** What is needed **
All lines from the line containing "asphalt parking lot." up to and including the last line of the listing below should be echoed exactly; no other lines belong in the response.

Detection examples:
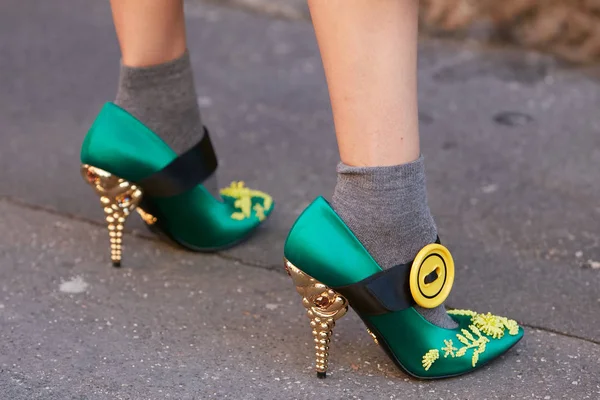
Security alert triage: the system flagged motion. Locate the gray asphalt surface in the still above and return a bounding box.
[0,0,600,399]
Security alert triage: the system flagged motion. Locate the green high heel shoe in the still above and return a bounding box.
[81,103,274,266]
[284,197,523,379]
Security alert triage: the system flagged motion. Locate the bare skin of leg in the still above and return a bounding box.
[110,0,187,67]
[308,0,420,167]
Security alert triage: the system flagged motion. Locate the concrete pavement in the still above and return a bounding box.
[0,0,600,399]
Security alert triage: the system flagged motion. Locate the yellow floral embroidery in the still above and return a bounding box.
[456,325,490,367]
[472,313,504,339]
[448,310,477,317]
[423,349,440,371]
[442,339,458,358]
[423,310,519,371]
[221,181,273,222]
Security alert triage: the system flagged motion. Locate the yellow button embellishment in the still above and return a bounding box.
[409,243,454,308]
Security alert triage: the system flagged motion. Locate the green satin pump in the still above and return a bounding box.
[81,103,274,266]
[284,197,523,379]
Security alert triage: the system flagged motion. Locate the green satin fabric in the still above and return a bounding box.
[285,197,523,378]
[81,103,274,251]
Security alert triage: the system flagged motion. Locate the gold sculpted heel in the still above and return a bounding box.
[81,164,155,267]
[284,259,348,378]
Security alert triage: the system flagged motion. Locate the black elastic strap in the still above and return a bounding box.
[332,237,440,315]
[137,128,218,197]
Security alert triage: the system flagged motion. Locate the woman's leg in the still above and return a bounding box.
[111,0,219,194]
[110,0,186,67]
[309,0,455,327]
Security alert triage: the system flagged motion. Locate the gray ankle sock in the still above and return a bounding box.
[333,156,457,328]
[115,51,219,198]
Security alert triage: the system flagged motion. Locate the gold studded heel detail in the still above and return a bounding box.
[81,164,156,267]
[284,259,348,378]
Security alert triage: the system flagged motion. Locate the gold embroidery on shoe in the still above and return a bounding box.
[448,310,519,339]
[423,310,519,371]
[221,181,273,222]
[422,349,440,371]
[442,339,458,358]
[456,325,490,368]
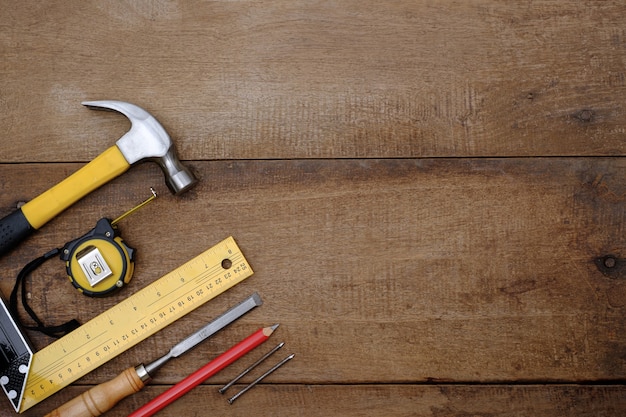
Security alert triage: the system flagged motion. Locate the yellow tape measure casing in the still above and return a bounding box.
[20,237,253,412]
[61,218,135,297]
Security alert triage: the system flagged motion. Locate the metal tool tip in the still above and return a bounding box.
[252,292,263,306]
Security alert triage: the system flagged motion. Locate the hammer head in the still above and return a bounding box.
[83,100,197,195]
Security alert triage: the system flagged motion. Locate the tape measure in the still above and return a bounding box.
[61,188,157,297]
[20,237,253,412]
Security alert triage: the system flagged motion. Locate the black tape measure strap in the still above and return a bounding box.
[9,248,80,338]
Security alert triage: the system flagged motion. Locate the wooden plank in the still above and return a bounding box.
[17,384,626,417]
[0,0,626,162]
[0,158,626,392]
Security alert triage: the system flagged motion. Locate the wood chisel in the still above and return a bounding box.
[46,293,262,417]
[17,237,253,412]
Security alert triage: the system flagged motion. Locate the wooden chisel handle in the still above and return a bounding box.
[46,368,145,417]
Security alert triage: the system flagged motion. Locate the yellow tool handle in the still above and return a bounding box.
[45,368,145,417]
[22,145,130,229]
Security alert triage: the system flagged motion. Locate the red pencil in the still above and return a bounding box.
[128,324,278,417]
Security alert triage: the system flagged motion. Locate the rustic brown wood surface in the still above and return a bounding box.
[0,0,626,417]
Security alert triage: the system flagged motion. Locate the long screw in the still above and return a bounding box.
[228,353,296,404]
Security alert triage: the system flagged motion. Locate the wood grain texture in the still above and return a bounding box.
[1,158,626,412]
[0,0,626,162]
[0,0,626,417]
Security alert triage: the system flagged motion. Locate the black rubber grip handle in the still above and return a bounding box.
[0,209,35,256]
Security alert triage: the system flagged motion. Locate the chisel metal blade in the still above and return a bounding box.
[145,293,263,375]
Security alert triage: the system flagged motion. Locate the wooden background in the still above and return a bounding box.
[0,0,626,417]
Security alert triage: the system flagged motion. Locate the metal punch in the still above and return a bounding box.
[228,353,296,404]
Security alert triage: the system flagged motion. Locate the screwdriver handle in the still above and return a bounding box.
[45,368,145,417]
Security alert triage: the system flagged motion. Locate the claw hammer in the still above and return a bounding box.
[0,100,197,256]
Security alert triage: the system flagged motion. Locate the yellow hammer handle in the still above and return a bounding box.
[45,368,145,417]
[22,146,130,229]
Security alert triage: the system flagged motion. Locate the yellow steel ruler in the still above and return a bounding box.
[20,237,253,412]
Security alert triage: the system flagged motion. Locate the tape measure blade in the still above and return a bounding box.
[20,237,253,412]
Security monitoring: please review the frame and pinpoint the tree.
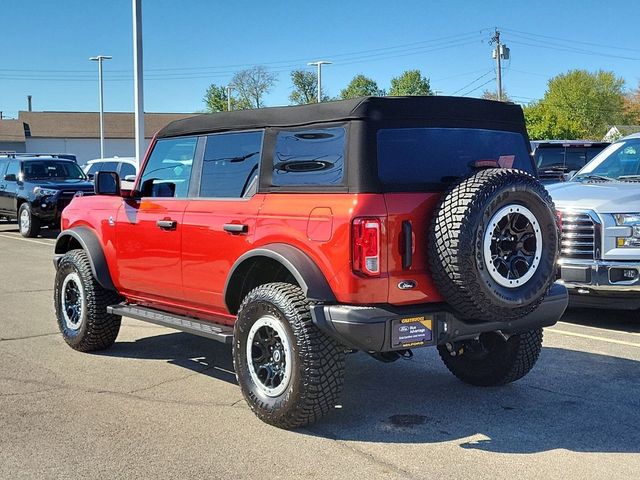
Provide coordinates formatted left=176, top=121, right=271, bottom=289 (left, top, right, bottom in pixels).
left=289, top=70, right=328, bottom=105
left=525, top=70, right=625, bottom=139
left=230, top=66, right=277, bottom=108
left=624, top=81, right=640, bottom=125
left=340, top=75, right=384, bottom=99
left=481, top=88, right=513, bottom=102
left=389, top=70, right=433, bottom=97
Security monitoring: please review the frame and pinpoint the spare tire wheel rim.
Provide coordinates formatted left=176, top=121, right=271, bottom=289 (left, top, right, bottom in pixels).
left=483, top=204, right=542, bottom=288
left=246, top=315, right=293, bottom=397
left=60, top=272, right=85, bottom=331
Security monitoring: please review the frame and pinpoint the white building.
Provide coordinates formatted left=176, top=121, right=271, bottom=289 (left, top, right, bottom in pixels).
left=0, top=111, right=194, bottom=165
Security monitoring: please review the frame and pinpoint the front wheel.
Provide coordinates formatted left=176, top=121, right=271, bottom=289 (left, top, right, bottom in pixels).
left=438, top=328, right=542, bottom=387
left=233, top=283, right=345, bottom=429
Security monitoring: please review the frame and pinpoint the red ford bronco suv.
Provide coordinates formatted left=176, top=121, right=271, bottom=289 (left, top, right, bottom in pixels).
left=54, top=97, right=567, bottom=428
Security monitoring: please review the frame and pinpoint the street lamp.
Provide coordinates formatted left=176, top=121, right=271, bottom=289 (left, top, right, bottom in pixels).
left=89, top=55, right=113, bottom=158
left=307, top=60, right=331, bottom=103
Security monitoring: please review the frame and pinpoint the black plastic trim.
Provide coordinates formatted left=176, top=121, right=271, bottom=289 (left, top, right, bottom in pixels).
left=54, top=227, right=116, bottom=291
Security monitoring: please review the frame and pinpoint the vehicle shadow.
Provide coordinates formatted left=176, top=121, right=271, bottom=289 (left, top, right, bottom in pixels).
left=100, top=333, right=640, bottom=453
left=561, top=308, right=640, bottom=333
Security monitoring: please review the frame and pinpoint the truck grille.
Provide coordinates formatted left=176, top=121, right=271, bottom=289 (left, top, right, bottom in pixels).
left=560, top=212, right=597, bottom=259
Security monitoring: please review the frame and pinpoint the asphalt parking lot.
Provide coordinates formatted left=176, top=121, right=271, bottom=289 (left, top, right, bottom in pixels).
left=0, top=222, right=640, bottom=479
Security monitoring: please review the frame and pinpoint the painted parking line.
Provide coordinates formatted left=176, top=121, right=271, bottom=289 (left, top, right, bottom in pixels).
left=558, top=322, right=640, bottom=337
left=544, top=328, right=640, bottom=348
left=0, top=233, right=54, bottom=247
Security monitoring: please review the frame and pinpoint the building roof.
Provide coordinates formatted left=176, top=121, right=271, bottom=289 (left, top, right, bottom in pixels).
left=0, top=120, right=24, bottom=142
left=12, top=111, right=194, bottom=141
left=158, top=96, right=524, bottom=137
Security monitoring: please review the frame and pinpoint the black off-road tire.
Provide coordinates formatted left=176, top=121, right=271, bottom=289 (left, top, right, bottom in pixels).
left=54, top=250, right=122, bottom=352
left=438, top=328, right=542, bottom=387
left=233, top=283, right=345, bottom=429
left=18, top=202, right=40, bottom=238
left=428, top=168, right=560, bottom=321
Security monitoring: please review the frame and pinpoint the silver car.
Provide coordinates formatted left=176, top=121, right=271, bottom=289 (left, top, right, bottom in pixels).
left=547, top=134, right=640, bottom=309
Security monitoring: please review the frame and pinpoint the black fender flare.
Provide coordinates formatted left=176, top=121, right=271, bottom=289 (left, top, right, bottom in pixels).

** Answer to this problem **
Security monitoring: please review the frame and pinpoint the asphalt parking lot.
Provide coordinates formatted left=176, top=121, right=271, bottom=289 (left, top, right, bottom in pixels).
left=0, top=222, right=640, bottom=479
Security monitoring: please review the frame and pinpoint the painted parking line.
Provide coordinates formatted left=176, top=121, right=271, bottom=289 (left, top, right, bottom in pixels).
left=558, top=322, right=640, bottom=337
left=544, top=328, right=640, bottom=348
left=0, top=233, right=54, bottom=247
Security monitoring: please review the frame and pinpoint the building roof.
Provide coordinates formatted left=176, top=121, right=271, bottom=289 (left, top, right, bottom in pixels).
left=0, top=120, right=24, bottom=142
left=12, top=111, right=194, bottom=141
left=158, top=96, right=524, bottom=137
Security monitoring: please review the frame and pinpoint the black off-road tire.
Provide coordinates formatted left=176, top=121, right=271, bottom=289 (left, top, right, bottom in pixels).
left=54, top=250, right=122, bottom=352
left=438, top=328, right=542, bottom=387
left=233, top=283, right=345, bottom=429
left=18, top=202, right=40, bottom=238
left=428, top=168, right=560, bottom=321
Security monitoring: please review the frame and pinpoint the silver car.
Provide coordinates formatted left=176, top=121, right=271, bottom=289 (left, top, right, bottom in pixels).
left=547, top=134, right=640, bottom=309
Security monitoring: please review the frame and pinpoint the black fender flare.
Provide coordinates formatted left=176, top=121, right=271, bottom=289 (left, top, right, bottom in pixels).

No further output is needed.